In every one of the entries below, swap "photo" for "image" wherever it occurs, keep all other text unchanged, and omit the pictures from your answer.
******************************
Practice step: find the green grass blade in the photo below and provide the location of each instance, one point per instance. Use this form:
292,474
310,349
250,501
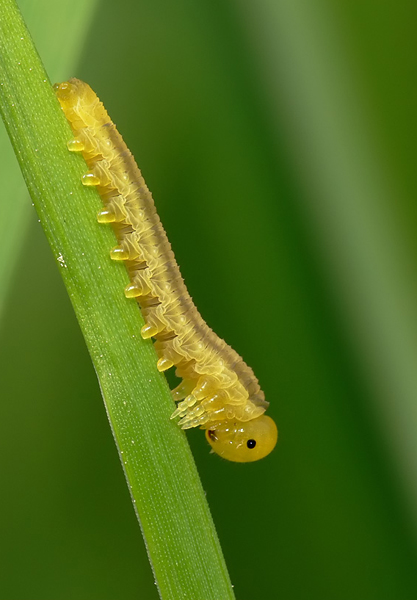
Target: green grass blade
166,491
50,24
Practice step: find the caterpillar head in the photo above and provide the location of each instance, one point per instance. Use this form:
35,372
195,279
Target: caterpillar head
244,441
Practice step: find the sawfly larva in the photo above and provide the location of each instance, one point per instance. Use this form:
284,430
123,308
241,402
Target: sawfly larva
219,392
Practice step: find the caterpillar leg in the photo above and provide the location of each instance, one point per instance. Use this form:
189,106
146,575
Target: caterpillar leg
75,145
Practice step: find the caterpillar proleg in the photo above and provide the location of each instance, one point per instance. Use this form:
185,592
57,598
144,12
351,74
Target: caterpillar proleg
219,392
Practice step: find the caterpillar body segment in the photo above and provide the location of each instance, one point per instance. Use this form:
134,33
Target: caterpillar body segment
219,392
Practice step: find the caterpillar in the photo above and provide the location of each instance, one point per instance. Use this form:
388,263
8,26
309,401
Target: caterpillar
218,392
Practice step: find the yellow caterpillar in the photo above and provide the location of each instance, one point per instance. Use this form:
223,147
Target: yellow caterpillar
219,392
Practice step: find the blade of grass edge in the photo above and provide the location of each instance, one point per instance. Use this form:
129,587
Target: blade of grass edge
166,491
50,31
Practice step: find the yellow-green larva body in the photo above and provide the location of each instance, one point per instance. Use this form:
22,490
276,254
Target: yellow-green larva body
219,392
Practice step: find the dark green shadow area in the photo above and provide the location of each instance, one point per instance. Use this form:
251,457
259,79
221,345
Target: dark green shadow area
323,517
******************************
*Expected answer*.
Practice step: find the green grass blade in the image below and provide the location of each instance, one point per instance. Use this form:
292,474
310,349
250,501
Target: green grass blade
166,491
50,24
Practice step: find the caterpillar head in the image above and provide the location of each instance, one point per instance. Use this form:
35,372
195,279
Target: caterpillar head
244,441
Practice step: find the sawfly larva in the image above and provide the location of each instance, one point per instance. Use this form:
284,430
123,308
241,402
Target: sawfly larva
219,392
Practice step: find the caterpillar leg in the image above and provide the location of each instance, one point per instance. Use this form:
189,106
146,575
Target: caterpillar leg
75,145
Practice step: find the caterpillar proleg in the image above and provide the location of each instance, one point per instance. Use this form:
185,592
57,598
144,12
351,74
Target: caterpillar proleg
219,392
Practice step: find the caterpillar body segment in the image above and provide the location of each instance, one point per instance. Use this form:
134,33
Target: caterpillar body segment
219,392
Practice step: find the caterpillar in the image above and provide the location of each instance, one point per instance. Use this form:
388,263
8,26
309,401
Target: caterpillar
218,392
Practice step: find the yellow caterpillar in the image above and provide the location of each instance, one point per instance. Use this form:
223,147
Target: yellow caterpillar
219,392
Practice step: find the blade of grass edge in the image above and provide the location of each instance, one point per instance. Use this form:
129,587
Target: blade of grass edge
166,491
50,31
Practice step: find the yellow-green larva body in the image above and provide the location of each instance, one point per instance. Use this form:
22,490
276,254
Target: yellow-green larva body
219,392
Practice step: find the dark green shadow area in the image above and provide the location of each instance, one point per instance. Use this form:
251,457
259,79
221,345
Target: dark green shadow area
323,517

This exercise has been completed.